Set problem
Count the lines in the rows below that contain the string "clock", with case counting, and reply with only that number.
··· Record excerpts
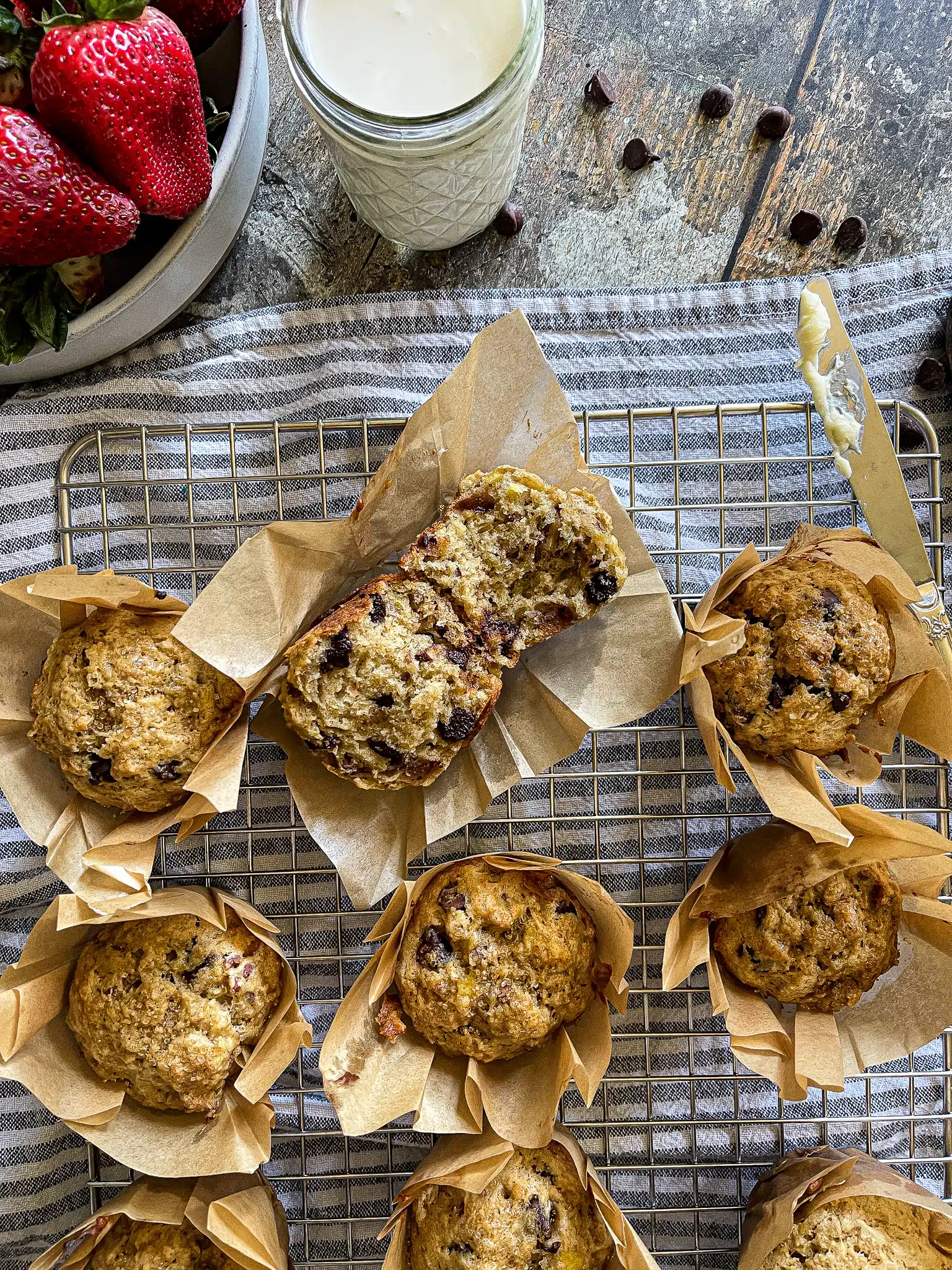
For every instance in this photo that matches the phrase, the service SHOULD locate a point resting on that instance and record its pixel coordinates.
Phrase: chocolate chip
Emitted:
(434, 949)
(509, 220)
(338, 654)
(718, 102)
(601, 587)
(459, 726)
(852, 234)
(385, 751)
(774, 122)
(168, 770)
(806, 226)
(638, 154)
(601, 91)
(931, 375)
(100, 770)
······
··· Record excerpts
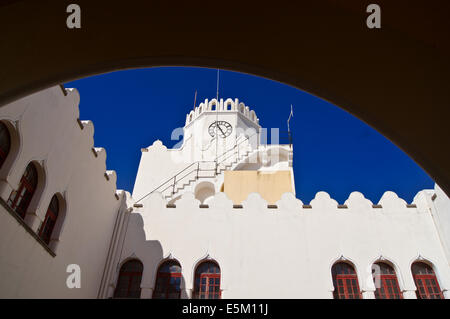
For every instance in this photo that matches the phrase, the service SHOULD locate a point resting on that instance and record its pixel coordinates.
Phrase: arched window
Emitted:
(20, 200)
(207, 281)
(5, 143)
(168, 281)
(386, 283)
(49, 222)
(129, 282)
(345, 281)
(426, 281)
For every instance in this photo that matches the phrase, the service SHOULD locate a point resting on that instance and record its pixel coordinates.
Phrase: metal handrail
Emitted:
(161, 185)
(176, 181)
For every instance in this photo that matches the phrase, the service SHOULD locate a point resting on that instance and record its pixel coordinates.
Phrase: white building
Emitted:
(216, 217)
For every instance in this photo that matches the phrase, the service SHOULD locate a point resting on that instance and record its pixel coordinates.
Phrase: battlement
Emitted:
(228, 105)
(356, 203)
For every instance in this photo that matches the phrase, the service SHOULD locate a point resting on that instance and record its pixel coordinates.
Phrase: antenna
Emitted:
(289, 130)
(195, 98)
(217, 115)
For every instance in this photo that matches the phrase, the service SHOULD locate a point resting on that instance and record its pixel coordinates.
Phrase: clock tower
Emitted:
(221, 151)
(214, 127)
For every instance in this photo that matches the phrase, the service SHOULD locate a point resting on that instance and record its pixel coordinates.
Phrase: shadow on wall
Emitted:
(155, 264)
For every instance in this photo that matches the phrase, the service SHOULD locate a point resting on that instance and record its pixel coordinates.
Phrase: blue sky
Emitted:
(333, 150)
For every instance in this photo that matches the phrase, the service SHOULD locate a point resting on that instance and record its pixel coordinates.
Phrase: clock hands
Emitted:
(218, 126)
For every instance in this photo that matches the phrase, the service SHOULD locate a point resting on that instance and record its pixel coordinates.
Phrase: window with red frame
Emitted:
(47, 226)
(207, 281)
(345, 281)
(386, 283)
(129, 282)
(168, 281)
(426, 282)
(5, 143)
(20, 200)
······
Exercise solution
2